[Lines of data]

+--

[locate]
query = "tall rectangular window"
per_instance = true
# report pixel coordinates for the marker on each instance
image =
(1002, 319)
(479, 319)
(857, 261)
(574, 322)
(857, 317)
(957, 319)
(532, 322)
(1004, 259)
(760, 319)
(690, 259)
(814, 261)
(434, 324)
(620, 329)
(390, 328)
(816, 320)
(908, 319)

+--

Quote these rows back line for line, changing nothing.

[locate]
query = "tall rectangular window"
per_instance = true
# report pixel coordinates for the marker on each instance
image =
(1002, 319)
(479, 319)
(857, 261)
(574, 322)
(857, 317)
(957, 319)
(532, 322)
(1004, 259)
(760, 319)
(690, 259)
(814, 261)
(434, 324)
(620, 329)
(390, 328)
(816, 320)
(908, 319)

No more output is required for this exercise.